• **Supplied material**

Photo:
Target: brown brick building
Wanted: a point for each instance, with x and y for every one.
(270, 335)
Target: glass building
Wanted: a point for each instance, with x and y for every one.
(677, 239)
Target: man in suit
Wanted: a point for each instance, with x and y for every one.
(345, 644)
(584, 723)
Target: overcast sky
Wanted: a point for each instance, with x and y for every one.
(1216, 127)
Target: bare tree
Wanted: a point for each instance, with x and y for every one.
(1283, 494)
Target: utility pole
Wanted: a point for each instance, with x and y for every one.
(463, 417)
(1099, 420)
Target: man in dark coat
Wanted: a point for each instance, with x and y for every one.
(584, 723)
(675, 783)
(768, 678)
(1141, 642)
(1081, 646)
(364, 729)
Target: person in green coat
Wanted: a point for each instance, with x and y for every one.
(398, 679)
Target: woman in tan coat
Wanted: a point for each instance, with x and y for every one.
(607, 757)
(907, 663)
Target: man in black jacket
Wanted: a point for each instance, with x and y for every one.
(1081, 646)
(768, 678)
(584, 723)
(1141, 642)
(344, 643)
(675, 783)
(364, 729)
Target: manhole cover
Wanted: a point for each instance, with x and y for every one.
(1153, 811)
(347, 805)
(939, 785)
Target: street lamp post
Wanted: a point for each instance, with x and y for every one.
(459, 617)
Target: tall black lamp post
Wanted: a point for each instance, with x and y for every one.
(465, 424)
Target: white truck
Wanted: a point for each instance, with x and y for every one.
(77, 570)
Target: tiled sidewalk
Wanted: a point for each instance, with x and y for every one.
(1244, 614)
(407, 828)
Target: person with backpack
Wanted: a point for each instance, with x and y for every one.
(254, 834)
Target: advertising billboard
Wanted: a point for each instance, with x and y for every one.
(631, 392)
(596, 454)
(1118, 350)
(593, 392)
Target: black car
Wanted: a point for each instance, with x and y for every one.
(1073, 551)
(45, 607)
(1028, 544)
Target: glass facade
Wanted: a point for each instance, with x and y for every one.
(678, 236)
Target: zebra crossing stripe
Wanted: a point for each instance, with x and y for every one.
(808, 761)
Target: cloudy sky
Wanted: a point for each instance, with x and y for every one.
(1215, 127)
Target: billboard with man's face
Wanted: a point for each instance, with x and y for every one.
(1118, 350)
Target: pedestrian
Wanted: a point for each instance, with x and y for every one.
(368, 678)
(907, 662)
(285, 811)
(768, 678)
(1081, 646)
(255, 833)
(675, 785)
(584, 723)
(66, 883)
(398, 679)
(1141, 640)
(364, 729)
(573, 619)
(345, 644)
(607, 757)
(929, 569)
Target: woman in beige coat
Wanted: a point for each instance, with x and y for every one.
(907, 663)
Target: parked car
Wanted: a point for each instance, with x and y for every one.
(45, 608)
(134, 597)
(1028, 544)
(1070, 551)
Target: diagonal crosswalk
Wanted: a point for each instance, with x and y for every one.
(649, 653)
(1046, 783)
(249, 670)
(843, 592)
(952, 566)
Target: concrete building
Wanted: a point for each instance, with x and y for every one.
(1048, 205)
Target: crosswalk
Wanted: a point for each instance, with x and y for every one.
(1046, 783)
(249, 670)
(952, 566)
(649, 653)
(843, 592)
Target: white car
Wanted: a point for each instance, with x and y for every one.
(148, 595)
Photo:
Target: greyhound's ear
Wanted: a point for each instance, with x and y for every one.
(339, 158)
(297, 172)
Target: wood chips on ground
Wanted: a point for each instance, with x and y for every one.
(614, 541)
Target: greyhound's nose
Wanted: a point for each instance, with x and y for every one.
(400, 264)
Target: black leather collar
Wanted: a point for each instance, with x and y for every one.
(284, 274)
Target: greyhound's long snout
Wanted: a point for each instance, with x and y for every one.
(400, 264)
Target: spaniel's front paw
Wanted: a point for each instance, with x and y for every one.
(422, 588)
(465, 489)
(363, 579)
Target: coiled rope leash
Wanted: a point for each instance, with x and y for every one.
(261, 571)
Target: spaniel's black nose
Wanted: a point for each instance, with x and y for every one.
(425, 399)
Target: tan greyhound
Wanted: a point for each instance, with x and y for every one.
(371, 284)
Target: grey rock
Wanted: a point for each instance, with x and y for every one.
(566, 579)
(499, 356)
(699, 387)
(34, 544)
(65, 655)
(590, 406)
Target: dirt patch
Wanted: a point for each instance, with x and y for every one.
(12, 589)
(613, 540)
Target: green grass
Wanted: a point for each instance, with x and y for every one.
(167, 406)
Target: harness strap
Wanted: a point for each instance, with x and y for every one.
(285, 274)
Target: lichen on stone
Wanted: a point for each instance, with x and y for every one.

• **Task objective**
Retyping every line above exactly is all that is needed.

• **Task answer**
Photo:
Target: brown brick building
Wanted: a point for each instance, with x and y for every one.
(270, 335)
Target: glass building
Wanted: a point for each instance, with x and y for every one.
(677, 239)
Target: man in suit
Wanted: a point for each instance, with x and y for every one.
(345, 644)
(584, 723)
Target: overcast sky
Wanted: a point for each instance, with x and y for every one.
(1216, 127)
Target: bare tree
Wanted: a point for each instance, with x and y for every one.
(1283, 494)
Target: utility pole
Wanted: a point for each instance, with x and y for every one.
(463, 417)
(1099, 420)
Target: man in dark coat
Wanted: a point for each instance, with x and y for every one.
(584, 723)
(675, 783)
(768, 678)
(1141, 642)
(1081, 646)
(364, 729)
Target: person in green coat
Wanted: a point for each instance, with x and y for every one.
(398, 679)
Target: woman in tan coat
Wanted: a point for each instance, with x and y for every one.
(607, 757)
(907, 663)
Target: man in black jacket
Wanted: a point for each instance, with x and y for every one.
(1081, 646)
(768, 678)
(584, 723)
(1141, 642)
(344, 643)
(675, 783)
(364, 729)
Target: manhole cover
Wanted: a point for each instance, with x and y for every one.
(1153, 811)
(347, 805)
(939, 785)
Target: street lamp post
Wanted: a point for each instance, with x and y for every one.
(459, 617)
Target: tall black lamp post
Wanted: a point for each instance, with x and y for every one.
(465, 424)
Target: white truck
Wanted: a point for each instance, with x and y for every one.
(77, 570)
Target: tiled sidewalk
Wanted: a point for each instance, with x and y for every one.
(1244, 614)
(407, 828)
Target: person with backpack
Wanted: a point for each instance, with x and y for every one.
(254, 834)
Target: advertising billboard
Wanted: a point for each instance, with x and y for every one.
(631, 392)
(596, 454)
(1118, 350)
(593, 392)
Target: black car
Wanted: a point for each instance, with x and y for every one.
(1073, 551)
(45, 607)
(1028, 544)
Target: glass facade
Wanted: a point for each instance, with x and y for every one.
(678, 236)
Target: zebra crossing stripe
Wanted: a point for each instance, with x and y for every one.
(808, 761)
Target: cloudy sky
Wanted: a point for each instance, with x and y for every one.
(1215, 127)
Target: billboard with man's face
Wanted: a point for each instance, with x and y for every one.
(1118, 350)
Target: pedestrian
Wanted: a point for each instance, with x and y for every one.
(368, 678)
(907, 662)
(285, 811)
(768, 678)
(1081, 646)
(255, 833)
(675, 785)
(584, 723)
(66, 883)
(398, 679)
(1141, 640)
(364, 729)
(573, 619)
(345, 644)
(607, 757)
(929, 569)
Target: woman in beige coat
Wanted: a point for each instance, with x and y for every one.
(907, 663)
Target: parked car
Wanted: a point for each instance, with x and y for every one.
(45, 608)
(134, 597)
(1028, 544)
(1070, 551)
Target: diagonal crosswalk
Wanted: a point for each instance, with x and y for every one.
(649, 653)
(1046, 783)
(249, 670)
(843, 592)
(952, 566)
Target: concrete building
Wanted: a point for each instance, with x and y for every one.
(1048, 205)
Target: crosswalk
Wanted: a point for each instance, with x and y for every one.
(1046, 783)
(249, 670)
(952, 566)
(649, 653)
(843, 592)
Target: white car
Wanted: a point for each instance, with x and y for every one.
(148, 595)
Photo:
Target: greyhound's ear
Wanted: a point for each instance, with x and y for every one.
(339, 158)
(297, 172)
Target: wood chips on ground
Wanted: a point for each instance, with x and y for every one.
(614, 541)
Target: greyhound's nose
Wanted: a point for each instance, with x and y for every one.
(400, 264)
Target: black leather collar
Wanted: a point for each instance, with x and y for every one.
(284, 274)
Target: greyhound's long snout
Wanted: a point for each instance, with x and y for every one.
(400, 264)
Target: spaniel's front paw
Wanted: a point for each instance, with x and y for every one.
(422, 588)
(465, 489)
(363, 579)
Target: coiled rope leash
Wanted: a point for each instance, with x and y for every one.
(261, 571)
Target: spaniel's black nose
Wanted: a point for each instance, with x and y for every one.
(425, 399)
Target: tan greyhound
Wanted: a point for each instance, with x and y for every one.
(371, 284)
Target: grey rock
Wanted: a point for each instance, with x and y for every one.
(566, 579)
(499, 356)
(699, 387)
(34, 544)
(65, 655)
(590, 406)
Target: dirt patch
Wanted: a point for each instance, with x and y for every one.
(12, 589)
(613, 540)
Target: green grass
Wanted: a point for each instance, with x and y for every one.
(167, 406)
Target: harness strap
Wanted: a point for each instance, with x and y for every one.
(285, 274)
Target: lichen on stone
Wanted: a point for each instance, with x and y for every one.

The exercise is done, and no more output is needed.